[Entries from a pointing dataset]
----

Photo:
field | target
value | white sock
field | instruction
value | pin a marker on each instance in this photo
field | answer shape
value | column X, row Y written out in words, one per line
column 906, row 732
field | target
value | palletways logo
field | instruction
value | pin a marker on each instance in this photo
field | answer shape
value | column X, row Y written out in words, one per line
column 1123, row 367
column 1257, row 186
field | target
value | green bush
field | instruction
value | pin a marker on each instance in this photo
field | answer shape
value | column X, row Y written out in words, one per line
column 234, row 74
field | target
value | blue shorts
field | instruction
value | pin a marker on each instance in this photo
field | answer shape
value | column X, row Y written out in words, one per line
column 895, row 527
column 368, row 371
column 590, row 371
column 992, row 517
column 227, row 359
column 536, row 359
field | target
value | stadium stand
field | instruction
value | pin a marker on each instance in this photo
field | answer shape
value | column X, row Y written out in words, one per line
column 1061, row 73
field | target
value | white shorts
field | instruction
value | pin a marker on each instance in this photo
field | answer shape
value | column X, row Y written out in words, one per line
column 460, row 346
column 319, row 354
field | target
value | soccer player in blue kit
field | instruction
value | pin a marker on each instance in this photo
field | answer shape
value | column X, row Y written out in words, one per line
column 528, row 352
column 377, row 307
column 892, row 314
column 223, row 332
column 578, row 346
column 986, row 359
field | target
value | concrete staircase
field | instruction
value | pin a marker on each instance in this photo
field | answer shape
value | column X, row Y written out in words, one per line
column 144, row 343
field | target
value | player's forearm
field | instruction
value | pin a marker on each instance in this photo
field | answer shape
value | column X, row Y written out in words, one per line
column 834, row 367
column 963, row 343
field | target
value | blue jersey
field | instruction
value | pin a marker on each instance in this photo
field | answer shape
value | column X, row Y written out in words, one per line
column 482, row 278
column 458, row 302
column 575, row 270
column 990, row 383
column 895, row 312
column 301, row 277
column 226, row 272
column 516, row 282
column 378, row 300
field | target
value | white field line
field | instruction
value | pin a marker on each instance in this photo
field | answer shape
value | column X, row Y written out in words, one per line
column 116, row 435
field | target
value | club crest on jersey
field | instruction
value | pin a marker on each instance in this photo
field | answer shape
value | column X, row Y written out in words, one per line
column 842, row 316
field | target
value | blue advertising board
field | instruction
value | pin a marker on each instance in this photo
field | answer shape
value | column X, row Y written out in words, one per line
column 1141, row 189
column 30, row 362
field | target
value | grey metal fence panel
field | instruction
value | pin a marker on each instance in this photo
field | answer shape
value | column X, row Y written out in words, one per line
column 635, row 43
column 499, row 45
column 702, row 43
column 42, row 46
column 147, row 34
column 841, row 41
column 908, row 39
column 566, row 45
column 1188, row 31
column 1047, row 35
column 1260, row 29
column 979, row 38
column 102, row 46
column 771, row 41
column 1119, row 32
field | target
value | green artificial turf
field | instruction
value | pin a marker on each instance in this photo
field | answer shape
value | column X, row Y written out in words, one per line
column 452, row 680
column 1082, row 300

----

▸ Stated goal: Copy out the material word for word, from its very beginning through the line that contains "column 1257, row 186", including that line.

▸ Task output:
Photo:
field | target
value | white sock
field | instruction
value | pin a marker on each instance in this photo
field | answer shape
value | column X, row Y written out in words, one per line
column 906, row 732
field | target
value | palletways logo
field | instruction
value | pin a marker on each instance in this photo
field | answer shape
value | column X, row Y written out in words, one per line
column 1123, row 367
column 1257, row 186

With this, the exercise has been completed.